Instruction:
Rewrite the records with every instance of "left hand" swapped for "right hand", leaving all other text unchanged.

Entries provided:

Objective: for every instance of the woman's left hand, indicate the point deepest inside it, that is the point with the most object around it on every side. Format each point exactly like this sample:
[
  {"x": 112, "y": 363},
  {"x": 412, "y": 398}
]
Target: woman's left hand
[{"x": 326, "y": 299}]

Answer to the task:
Objective: for every instance of the woman's right hand, indicate the point deepest inside it, that is the point with the most object around it on every side. Format each point exactly like this sample:
[
  {"x": 112, "y": 363},
  {"x": 412, "y": 398}
]
Target: woman's right hand
[{"x": 326, "y": 299}]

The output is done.